Assignment>
Every entry below needs to be repeated exactly.

[Data extracted from a collection]
□ □ □ □
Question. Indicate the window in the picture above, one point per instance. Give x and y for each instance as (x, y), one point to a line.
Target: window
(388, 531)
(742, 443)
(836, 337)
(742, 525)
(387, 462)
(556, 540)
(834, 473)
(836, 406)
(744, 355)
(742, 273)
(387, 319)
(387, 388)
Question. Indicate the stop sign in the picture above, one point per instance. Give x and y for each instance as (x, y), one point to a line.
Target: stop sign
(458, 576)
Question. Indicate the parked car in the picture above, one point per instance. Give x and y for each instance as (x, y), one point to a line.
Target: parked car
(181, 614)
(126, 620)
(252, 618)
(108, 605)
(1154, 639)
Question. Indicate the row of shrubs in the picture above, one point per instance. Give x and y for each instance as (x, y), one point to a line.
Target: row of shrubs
□ □ □ □
Your response>
Question. Indicate the window in the picture above, one point per instance. Give x and y for each instance as (x, y), one point to a line.
Target: window
(388, 531)
(742, 443)
(836, 337)
(742, 525)
(387, 462)
(556, 540)
(834, 473)
(836, 406)
(744, 355)
(742, 273)
(387, 319)
(387, 388)
Question. Indicate the stop sign in the picture above, one point per instance. Give x and y for each instance as (x, y), one point to a line.
Target: stop sign
(458, 576)
Question. Indicate the parked car in the picture above, one point per instance. Give x and y for each instance as (x, y), one point to a line.
Target: parked car
(181, 614)
(126, 620)
(252, 618)
(108, 605)
(1154, 639)
Question. Indicate the row of shrubs in the picture above, one point per instance. Give x and y for each instance as (x, y), one point to a line.
Target: row of shrubs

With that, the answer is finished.